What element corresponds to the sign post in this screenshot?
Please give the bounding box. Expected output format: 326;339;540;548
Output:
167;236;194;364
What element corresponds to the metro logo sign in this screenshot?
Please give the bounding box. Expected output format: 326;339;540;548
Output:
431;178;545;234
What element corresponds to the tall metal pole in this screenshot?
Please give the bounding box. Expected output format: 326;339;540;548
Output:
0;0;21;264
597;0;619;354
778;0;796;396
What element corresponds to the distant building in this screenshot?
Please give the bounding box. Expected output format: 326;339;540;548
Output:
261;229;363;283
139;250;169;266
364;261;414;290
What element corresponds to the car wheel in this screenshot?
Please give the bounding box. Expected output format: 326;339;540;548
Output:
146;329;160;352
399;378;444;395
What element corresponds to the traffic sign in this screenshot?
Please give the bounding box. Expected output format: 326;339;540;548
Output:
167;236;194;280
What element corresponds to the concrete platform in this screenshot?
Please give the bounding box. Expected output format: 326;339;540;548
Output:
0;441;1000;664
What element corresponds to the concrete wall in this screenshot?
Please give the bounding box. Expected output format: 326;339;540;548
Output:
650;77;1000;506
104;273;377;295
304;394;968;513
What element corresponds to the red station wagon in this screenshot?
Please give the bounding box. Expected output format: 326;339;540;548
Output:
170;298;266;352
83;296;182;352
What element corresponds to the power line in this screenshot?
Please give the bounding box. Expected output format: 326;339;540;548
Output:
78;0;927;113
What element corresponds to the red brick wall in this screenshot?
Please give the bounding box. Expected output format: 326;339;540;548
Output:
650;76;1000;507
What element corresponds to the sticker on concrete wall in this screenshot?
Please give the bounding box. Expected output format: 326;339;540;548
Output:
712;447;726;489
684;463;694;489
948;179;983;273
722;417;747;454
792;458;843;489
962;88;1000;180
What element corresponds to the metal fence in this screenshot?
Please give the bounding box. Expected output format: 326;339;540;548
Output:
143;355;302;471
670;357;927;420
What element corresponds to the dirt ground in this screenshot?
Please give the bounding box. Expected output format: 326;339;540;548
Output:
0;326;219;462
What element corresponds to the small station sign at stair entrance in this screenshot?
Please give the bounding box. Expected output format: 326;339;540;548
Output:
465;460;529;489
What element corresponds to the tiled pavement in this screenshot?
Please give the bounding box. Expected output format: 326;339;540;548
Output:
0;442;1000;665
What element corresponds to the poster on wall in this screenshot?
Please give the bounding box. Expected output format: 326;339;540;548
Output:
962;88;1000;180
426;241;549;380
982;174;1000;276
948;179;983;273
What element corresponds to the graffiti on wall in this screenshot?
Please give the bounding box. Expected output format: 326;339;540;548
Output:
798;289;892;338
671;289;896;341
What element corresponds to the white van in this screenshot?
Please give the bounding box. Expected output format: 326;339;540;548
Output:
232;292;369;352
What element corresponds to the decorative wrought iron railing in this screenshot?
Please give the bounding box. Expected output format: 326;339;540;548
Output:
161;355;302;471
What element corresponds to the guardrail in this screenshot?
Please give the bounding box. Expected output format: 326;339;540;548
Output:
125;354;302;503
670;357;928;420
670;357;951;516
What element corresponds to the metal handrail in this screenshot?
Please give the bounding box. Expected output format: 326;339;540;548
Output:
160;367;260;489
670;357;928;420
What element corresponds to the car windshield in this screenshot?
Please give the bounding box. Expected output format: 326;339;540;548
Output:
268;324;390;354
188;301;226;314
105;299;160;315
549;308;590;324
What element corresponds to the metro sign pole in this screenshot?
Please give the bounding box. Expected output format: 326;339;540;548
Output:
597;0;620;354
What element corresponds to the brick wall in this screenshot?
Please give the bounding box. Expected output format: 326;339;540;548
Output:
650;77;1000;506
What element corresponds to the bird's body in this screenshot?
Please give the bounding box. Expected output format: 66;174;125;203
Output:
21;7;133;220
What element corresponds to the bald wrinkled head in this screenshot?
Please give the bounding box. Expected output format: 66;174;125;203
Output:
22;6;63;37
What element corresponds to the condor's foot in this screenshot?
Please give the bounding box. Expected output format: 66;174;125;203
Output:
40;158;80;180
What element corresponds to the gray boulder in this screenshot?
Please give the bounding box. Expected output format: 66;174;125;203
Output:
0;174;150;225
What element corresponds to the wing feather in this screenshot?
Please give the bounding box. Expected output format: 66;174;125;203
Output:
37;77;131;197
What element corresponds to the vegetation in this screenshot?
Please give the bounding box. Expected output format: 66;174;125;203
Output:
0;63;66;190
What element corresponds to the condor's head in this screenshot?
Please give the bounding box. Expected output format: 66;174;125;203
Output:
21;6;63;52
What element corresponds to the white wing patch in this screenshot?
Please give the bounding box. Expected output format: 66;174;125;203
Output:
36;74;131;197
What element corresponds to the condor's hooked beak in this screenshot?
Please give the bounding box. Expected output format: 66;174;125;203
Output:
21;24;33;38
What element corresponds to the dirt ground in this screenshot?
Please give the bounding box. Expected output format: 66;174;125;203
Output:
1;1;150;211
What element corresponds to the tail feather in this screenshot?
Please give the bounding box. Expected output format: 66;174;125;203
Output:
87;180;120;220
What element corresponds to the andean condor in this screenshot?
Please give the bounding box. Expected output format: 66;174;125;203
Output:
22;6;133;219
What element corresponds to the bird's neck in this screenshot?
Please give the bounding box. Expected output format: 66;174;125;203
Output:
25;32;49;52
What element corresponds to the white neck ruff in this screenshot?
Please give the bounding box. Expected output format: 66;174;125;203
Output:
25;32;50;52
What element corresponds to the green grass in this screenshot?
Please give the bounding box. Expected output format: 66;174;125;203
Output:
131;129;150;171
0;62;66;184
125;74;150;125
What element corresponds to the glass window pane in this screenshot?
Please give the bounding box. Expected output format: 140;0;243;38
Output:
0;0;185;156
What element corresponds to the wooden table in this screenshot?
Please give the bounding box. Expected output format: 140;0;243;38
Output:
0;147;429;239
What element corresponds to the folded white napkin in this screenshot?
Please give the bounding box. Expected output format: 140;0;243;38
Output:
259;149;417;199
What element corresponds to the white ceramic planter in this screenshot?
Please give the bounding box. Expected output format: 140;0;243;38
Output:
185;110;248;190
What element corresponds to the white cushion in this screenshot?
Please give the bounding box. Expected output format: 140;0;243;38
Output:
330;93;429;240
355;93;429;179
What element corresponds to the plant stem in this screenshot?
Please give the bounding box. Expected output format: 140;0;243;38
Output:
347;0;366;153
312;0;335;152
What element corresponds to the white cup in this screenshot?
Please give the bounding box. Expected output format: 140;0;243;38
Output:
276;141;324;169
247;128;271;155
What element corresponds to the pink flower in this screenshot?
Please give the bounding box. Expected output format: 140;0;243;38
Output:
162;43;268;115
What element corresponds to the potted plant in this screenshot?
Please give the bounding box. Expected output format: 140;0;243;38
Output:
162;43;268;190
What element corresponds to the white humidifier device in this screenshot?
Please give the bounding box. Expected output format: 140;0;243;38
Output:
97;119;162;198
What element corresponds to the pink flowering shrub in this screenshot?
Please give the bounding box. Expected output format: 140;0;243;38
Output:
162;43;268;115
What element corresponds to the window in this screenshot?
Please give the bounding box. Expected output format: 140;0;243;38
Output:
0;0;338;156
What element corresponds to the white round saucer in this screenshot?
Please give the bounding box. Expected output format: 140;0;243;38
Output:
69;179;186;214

════

§ Seu objetivo: Desloque as coordenadas somando 111 a cada número delas e reescreva apenas o trecho do material que vai do início até a linha que contém "364;261;414;290", com as duas pontas incluídas. As demais linhas desse trecho devem ser copiadas sem nenhuma alteração.

§ Resposta esperada:
What element corresponds to the sign post in this screenshot?
Please give the bounding box. Expected output format: 326;339;540;548
Output:
278;347;305;475
What element corresponds to the metro logo sign in this screenshot?
Please give the bounding box. Expected output format: 326;339;540;548
Output:
542;289;656;345
What element corresponds to the tall metal pole in this screenshot?
Please give the bounding box. Expected output format: 326;339;540;548
Output:
111;111;132;375
708;111;730;465
889;111;907;507
What element corresponds to the distant building in this screenshot?
Please give the bounding box. Expected output format: 326;339;540;548
Output:
372;340;474;394
250;361;280;377
475;372;525;401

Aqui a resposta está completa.